START TASK DATA
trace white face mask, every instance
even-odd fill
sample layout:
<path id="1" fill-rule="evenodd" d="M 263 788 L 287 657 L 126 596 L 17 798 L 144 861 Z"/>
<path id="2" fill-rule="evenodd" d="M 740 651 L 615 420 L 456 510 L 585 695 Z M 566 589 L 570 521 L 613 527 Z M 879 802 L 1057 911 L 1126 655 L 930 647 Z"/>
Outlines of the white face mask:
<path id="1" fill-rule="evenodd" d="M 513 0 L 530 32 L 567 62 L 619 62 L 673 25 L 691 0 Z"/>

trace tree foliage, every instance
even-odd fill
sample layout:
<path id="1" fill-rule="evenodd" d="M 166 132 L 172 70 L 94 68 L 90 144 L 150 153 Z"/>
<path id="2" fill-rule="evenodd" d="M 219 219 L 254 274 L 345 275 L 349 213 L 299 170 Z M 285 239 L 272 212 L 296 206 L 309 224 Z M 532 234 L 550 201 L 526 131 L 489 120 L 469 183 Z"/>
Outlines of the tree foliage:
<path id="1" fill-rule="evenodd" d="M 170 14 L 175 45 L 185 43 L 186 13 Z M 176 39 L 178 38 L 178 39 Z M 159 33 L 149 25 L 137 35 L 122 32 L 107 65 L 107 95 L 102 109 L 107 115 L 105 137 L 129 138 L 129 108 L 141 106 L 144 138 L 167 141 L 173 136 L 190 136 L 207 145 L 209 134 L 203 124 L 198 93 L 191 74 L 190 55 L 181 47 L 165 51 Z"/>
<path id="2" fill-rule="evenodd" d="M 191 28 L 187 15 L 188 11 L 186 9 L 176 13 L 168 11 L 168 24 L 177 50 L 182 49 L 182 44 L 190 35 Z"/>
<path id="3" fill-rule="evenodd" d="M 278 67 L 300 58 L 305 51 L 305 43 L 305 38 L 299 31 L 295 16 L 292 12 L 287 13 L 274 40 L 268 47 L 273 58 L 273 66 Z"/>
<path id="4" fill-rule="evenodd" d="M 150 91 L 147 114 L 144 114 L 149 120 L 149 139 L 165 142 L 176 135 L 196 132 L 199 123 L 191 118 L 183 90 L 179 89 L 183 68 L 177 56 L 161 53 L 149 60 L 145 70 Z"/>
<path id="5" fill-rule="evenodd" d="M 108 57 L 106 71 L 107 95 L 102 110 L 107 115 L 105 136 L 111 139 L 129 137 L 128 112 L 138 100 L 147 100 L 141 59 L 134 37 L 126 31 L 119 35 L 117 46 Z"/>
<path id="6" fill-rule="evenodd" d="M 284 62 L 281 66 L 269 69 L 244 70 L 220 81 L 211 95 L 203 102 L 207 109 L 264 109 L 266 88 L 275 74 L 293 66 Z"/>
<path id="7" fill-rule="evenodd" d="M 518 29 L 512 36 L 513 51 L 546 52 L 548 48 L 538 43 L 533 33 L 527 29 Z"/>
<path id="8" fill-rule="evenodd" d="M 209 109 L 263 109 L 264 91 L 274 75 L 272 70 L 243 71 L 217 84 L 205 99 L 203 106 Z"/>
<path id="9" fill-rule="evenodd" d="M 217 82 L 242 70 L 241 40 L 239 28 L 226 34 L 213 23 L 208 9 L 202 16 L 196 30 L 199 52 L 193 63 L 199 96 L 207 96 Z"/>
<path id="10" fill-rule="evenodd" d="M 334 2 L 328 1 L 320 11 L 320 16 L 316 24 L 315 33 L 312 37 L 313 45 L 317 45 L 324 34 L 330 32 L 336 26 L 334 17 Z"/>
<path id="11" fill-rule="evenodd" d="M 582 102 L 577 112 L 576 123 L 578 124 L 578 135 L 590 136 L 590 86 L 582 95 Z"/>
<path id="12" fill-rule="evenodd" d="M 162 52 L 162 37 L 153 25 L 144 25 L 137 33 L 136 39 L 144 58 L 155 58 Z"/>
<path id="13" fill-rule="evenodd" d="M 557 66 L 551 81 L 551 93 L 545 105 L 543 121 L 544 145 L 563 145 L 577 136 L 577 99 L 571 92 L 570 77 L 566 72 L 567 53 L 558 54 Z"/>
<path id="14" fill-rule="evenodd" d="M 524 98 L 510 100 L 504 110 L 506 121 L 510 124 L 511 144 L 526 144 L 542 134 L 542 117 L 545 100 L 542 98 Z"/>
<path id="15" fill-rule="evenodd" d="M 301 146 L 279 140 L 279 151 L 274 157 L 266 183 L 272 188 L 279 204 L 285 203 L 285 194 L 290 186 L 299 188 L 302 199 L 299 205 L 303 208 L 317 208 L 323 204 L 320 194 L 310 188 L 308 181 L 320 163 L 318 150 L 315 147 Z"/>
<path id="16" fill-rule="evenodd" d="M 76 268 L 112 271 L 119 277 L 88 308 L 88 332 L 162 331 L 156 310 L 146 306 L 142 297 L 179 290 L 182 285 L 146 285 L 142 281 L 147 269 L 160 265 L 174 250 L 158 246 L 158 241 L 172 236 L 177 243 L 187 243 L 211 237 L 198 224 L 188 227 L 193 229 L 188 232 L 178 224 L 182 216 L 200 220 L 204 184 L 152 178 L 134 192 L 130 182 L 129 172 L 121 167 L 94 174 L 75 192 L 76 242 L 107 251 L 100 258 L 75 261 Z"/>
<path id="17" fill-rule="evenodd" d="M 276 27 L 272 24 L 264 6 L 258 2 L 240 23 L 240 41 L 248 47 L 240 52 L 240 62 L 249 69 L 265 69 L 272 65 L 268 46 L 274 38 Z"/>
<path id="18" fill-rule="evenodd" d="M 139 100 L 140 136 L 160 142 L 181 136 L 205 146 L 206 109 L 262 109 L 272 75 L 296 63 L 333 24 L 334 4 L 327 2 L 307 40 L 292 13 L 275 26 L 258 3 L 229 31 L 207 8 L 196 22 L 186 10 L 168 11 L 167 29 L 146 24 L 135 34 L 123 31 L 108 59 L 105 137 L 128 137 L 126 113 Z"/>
END TASK DATA
TASK BRIEF:
Above are the entries; copy every line among them that contains the word "instance".

RESPONSE BELOW:
trace white face mask, every instance
trace tree foliage, every instance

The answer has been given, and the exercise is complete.